─── DATA FOR REVIEW

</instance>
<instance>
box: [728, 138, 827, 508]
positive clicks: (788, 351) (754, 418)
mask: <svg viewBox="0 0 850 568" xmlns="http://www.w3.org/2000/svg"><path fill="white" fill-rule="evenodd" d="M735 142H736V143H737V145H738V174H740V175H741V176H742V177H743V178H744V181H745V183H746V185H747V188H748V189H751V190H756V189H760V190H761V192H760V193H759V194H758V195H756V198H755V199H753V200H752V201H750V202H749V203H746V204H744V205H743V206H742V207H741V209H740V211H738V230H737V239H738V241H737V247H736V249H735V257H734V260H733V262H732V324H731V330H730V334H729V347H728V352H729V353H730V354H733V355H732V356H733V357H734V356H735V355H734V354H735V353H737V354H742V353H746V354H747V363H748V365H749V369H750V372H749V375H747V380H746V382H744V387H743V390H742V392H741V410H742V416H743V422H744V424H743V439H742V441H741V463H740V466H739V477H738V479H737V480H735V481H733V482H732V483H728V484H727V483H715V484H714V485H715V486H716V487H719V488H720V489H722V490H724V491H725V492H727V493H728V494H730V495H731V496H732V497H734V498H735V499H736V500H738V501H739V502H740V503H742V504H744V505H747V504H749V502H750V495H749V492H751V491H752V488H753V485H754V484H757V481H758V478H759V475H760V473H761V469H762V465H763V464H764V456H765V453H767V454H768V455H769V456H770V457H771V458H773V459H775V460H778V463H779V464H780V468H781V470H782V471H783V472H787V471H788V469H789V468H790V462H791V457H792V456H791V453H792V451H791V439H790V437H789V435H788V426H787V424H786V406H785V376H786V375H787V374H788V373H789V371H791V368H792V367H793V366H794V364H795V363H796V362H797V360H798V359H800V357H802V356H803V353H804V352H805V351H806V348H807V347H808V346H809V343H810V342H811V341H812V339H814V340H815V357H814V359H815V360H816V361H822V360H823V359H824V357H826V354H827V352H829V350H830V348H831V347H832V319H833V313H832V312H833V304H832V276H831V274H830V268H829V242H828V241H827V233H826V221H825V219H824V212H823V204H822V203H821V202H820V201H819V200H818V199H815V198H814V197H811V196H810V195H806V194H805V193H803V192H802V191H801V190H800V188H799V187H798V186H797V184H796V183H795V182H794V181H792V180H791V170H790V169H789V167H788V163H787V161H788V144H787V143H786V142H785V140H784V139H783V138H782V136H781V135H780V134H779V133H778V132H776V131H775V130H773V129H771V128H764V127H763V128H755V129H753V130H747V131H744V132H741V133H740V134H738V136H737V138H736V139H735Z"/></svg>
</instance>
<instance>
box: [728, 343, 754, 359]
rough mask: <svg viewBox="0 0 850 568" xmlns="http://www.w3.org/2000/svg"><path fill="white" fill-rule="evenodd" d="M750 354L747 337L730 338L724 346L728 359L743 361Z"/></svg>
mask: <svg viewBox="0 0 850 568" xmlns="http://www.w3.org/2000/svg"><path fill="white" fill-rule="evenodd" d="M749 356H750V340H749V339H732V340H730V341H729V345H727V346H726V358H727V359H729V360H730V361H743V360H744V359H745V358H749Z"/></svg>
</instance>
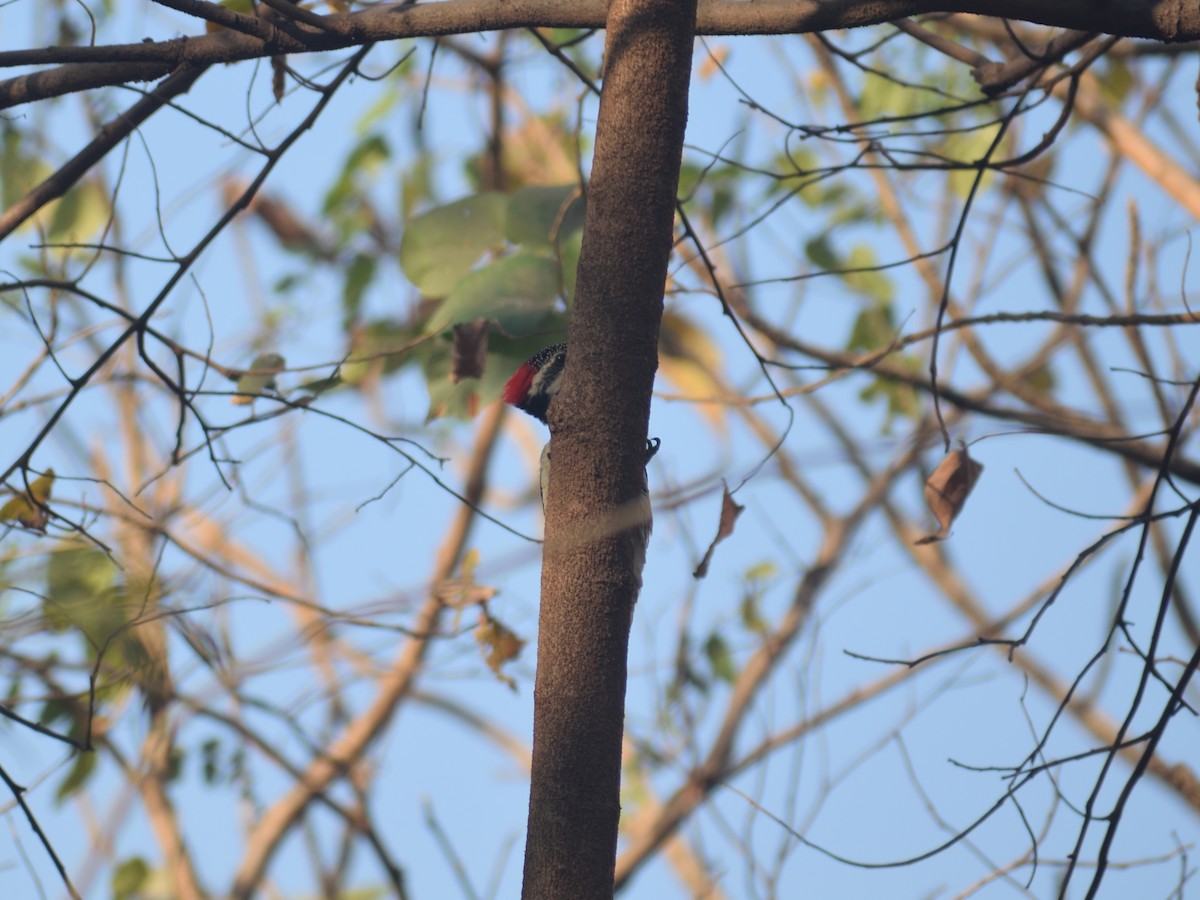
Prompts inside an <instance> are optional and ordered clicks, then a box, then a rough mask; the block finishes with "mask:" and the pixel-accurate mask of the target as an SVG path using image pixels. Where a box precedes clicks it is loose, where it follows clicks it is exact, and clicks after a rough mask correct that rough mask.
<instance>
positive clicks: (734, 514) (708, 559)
mask: <svg viewBox="0 0 1200 900" xmlns="http://www.w3.org/2000/svg"><path fill="white" fill-rule="evenodd" d="M744 510H745V506H739V505H738V504H736V503H734V502H733V494H731V493H730V488H728V485H726V486H725V488H724V491H722V493H721V521H720V522H718V524H716V536H715V538H713V542H712V544H709V545H708V550H706V551H704V558H703V559H701V560H700V565H697V566H696V571H694V572H692V574H691V576H692V577H694V578H703V577H704V576H706V575H708V564H709V563H710V562H713V551H715V550H716V545H718V544H720V542H721V541H722V540H725V539H726V538H728V536H730V535H731V534H733V526H734V523H736V522H737V521H738V516H740V515H742V512H743V511H744Z"/></svg>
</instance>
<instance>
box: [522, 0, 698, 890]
mask: <svg viewBox="0 0 1200 900" xmlns="http://www.w3.org/2000/svg"><path fill="white" fill-rule="evenodd" d="M695 22H696V4H695V0H690V1H683V2H680V1H678V0H614V1H613V2H612V5H611V7H610V11H608V23H607V42H606V55H605V60H606V64H605V76H604V86H602V94H601V100H600V115H599V121H598V124H596V145H595V157H594V162H593V169H592V180H590V184H589V185H588V194H587V202H588V205H587V220H586V223H584V233H583V251H582V256H581V258H580V269H578V282H577V288H576V299H575V314H574V320H572V323H571V330H570V334H569V337H568V346H569V350H568V361H566V370H565V373H564V377H563V388H562V391H560V392H559V395H558V397H557V400H556V401H554V403H553V404H552V406H551V410H550V422H551V430H552V433H553V440H554V464H553V467H552V475H551V486H550V498H548V505H547V511H546V517H547V523H546V554H545V563H544V569H542V601H541V618H540V624H539V641H538V677H536V685H535V690H534V746H533V773H532V788H530V797H529V830H528V838H527V846H526V868H524V890H523V895H524V898H527V899H530V898H536V899H538V900H542V899H545V898H569V899H570V900H586V899H587V898H605V896H611V895H612V886H613V863H614V859H616V850H617V823H618V820H619V816H620V804H619V790H620V746H622V732H623V727H624V707H625V668H626V660H625V656H626V653H628V647H629V628H630V622H631V619H632V611H634V602H635V600H636V598H637V590H638V584H640V577H641V572H640V571H635V568H636V565H637V562H636V560H637V553H636V548H635V546H634V544H635V541H636V540H637V536H636V533H635V530H630V529H629V524H631V521H630V516H629V514H628V510H629V508H630V502H631V500H632V499H634V498H636V497H637V496H638V492H640V491H641V490H642V467H643V466H644V462H646V436H647V425H648V420H649V400H650V390H652V388H653V383H654V371H655V367H656V365H658V335H659V323H660V320H661V317H662V286H664V283H665V281H666V270H667V259H668V257H670V253H671V244H672V227H673V222H674V200H676V188H677V185H678V180H679V160H680V155H682V149H683V137H684V128H685V126H686V118H688V84H689V78H690V73H691V52H692V37H694V31H695ZM617 523H619V524H617ZM622 528H624V530H622Z"/></svg>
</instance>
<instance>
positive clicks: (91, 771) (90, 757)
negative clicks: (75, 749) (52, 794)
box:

──────

_EXERCISE DESCRIPTION_
Leaving the pictures out, transcribe the entries above exactly as written.

_EXPECTED OUTPUT_
</instance>
<instance>
box: [728, 138, 827, 508]
positive clicks: (788, 351) (754, 418)
mask: <svg viewBox="0 0 850 568" xmlns="http://www.w3.org/2000/svg"><path fill="white" fill-rule="evenodd" d="M735 142H736V143H737V145H738V174H740V175H741V176H742V177H743V178H744V181H745V183H746V185H747V188H748V189H751V190H756V189H760V190H761V192H760V193H759V194H758V195H756V198H755V199H753V200H752V201H750V202H749V203H746V204H744V205H743V206H742V207H741V209H740V211H738V230H737V239H738V241H737V247H736V249H735V257H734V260H733V262H732V324H731V330H730V334H729V347H728V352H729V353H730V354H733V355H732V356H733V357H734V356H735V355H734V354H735V353H737V354H742V353H746V354H747V363H748V365H749V369H750V372H749V375H747V380H746V382H744V387H743V390H742V392H741V410H742V416H743V422H744V424H743V439H742V441H741V463H740V466H739V477H738V479H737V480H735V481H733V482H732V483H728V484H727V483H715V484H714V485H715V486H716V487H719V488H720V489H722V490H724V491H725V492H727V493H728V494H730V495H731V496H732V497H734V498H735V499H736V500H738V501H739V502H740V503H742V504H744V505H747V504H749V502H750V495H749V492H751V491H752V488H753V485H754V484H757V481H758V478H759V475H760V473H761V469H762V465H763V464H764V456H765V453H767V454H768V455H769V456H770V457H771V458H773V459H775V460H778V463H779V464H780V468H781V470H782V471H783V472H787V471H788V469H789V468H790V462H791V457H792V456H791V453H792V451H791V439H790V437H789V435H788V426H787V424H786V406H785V376H786V375H787V374H788V373H789V371H791V368H792V367H793V366H794V364H795V363H796V362H797V360H798V359H800V357H802V356H803V353H804V352H805V351H806V348H807V347H808V346H809V343H810V342H811V341H812V339H814V340H815V357H814V359H815V360H816V361H822V360H823V359H824V357H826V354H827V352H829V350H830V348H831V347H832V319H833V313H832V312H833V304H832V276H831V274H830V268H829V242H828V241H827V233H826V221H825V219H824V212H823V204H822V203H821V202H820V201H819V200H818V199H815V198H814V197H811V196H810V195H806V194H805V193H803V192H802V191H801V190H800V188H799V187H798V186H797V184H796V183H795V182H794V181H792V180H791V170H790V169H789V167H788V163H787V161H788V144H787V143H786V142H785V140H784V139H783V138H782V136H781V135H780V134H779V133H778V132H776V131H775V130H773V129H771V128H764V127H763V128H755V129H753V130H747V131H744V132H741V133H740V134H738V136H737V138H736V139H735Z"/></svg>
</instance>
<instance>
box: [728, 343, 754, 359]
rough mask: <svg viewBox="0 0 850 568" xmlns="http://www.w3.org/2000/svg"><path fill="white" fill-rule="evenodd" d="M750 354L747 337L730 338L724 346L728 359L743 361Z"/></svg>
mask: <svg viewBox="0 0 850 568" xmlns="http://www.w3.org/2000/svg"><path fill="white" fill-rule="evenodd" d="M749 356H750V340H749V339H732V340H730V341H729V345H727V346H726V358H727V359H729V360H730V361H743V360H744V359H745V358H749Z"/></svg>
</instance>
Prompts inside an <instance> are optional and ordered clicks, then a box, then a rough mask; the block finishes with "mask:" and the pixel-accurate mask of the target as an SVG path using image pixels. Where a box precedes clicks it is loose, where it follows clicks it is exact, and clicks after a rough mask correct that rough mask.
<instance>
positive clicks: (734, 514) (708, 559)
mask: <svg viewBox="0 0 1200 900" xmlns="http://www.w3.org/2000/svg"><path fill="white" fill-rule="evenodd" d="M744 510H745V506H739V505H738V504H736V503H734V502H733V494H731V493H730V488H728V485H726V486H725V488H724V491H722V493H721V521H720V522H718V524H716V536H715V538H713V542H712V544H709V545H708V550H706V551H704V558H703V559H701V560H700V565H697V566H696V571H694V572H692V574H691V576H692V577H694V578H703V577H704V576H706V575H708V564H709V563H710V562H713V551H715V550H716V545H718V544H720V542H721V541H722V540H725V539H726V538H728V536H730V535H731V534H733V526H734V523H736V522H737V521H738V516H740V515H742V512H743V511H744Z"/></svg>
</instance>
<instance>
box: [522, 0, 698, 890]
mask: <svg viewBox="0 0 1200 900" xmlns="http://www.w3.org/2000/svg"><path fill="white" fill-rule="evenodd" d="M695 22H696V4H695V0H690V1H683V2H680V1H678V0H614V1H613V2H612V5H611V7H610V11H608V23H607V42H606V55H605V60H606V64H605V76H604V86H602V94H601V100H600V115H599V121H598V124H596V145H595V157H594V162H593V169H592V180H590V184H589V185H588V194H587V202H588V205H587V220H586V223H584V233H583V251H582V256H581V258H580V269H578V282H577V288H576V299H575V314H574V320H572V323H571V330H570V334H569V337H568V346H569V350H568V361H566V370H565V373H564V377H563V388H562V391H560V392H559V395H558V397H557V400H556V401H554V403H553V404H552V406H551V410H550V422H551V430H552V433H553V440H554V464H553V467H552V475H551V486H550V498H548V505H547V511H546V517H547V523H546V554H545V563H544V569H542V601H541V618H540V624H539V641H538V677H536V685H535V690H534V746H533V773H532V788H530V797H529V830H528V838H527V846H526V868H524V890H523V895H524V898H527V899H530V898H536V899H538V900H542V899H545V898H569V899H570V900H586V899H587V898H605V896H611V895H612V886H613V863H614V859H616V850H617V823H618V820H619V816H620V804H619V790H620V746H622V732H623V727H624V707H625V668H626V660H625V656H626V653H628V647H629V628H630V622H631V619H632V611H634V602H635V600H636V598H637V590H638V584H640V577H641V572H640V571H635V568H636V565H637V562H636V560H637V553H636V548H635V546H634V544H635V541H636V540H637V536H636V533H635V530H630V529H629V524H631V521H630V516H629V514H628V510H629V508H630V502H631V500H632V499H634V498H636V497H637V496H638V492H640V491H641V490H642V467H643V466H644V462H646V436H647V425H648V420H649V400H650V390H652V388H653V383H654V371H655V367H656V365H658V335H659V323H660V320H661V317H662V286H664V283H665V281H666V270H667V259H668V257H670V253H671V244H672V227H673V222H674V200H676V188H677V185H678V180H679V160H680V155H682V149H683V137H684V128H685V126H686V118H688V84H689V78H690V73H691V52H692V37H694V31H695ZM617 523H619V524H617ZM622 528H624V530H622Z"/></svg>
</instance>
<instance>
positive clicks: (91, 771) (90, 757)
negative clicks: (75, 749) (52, 794)
box:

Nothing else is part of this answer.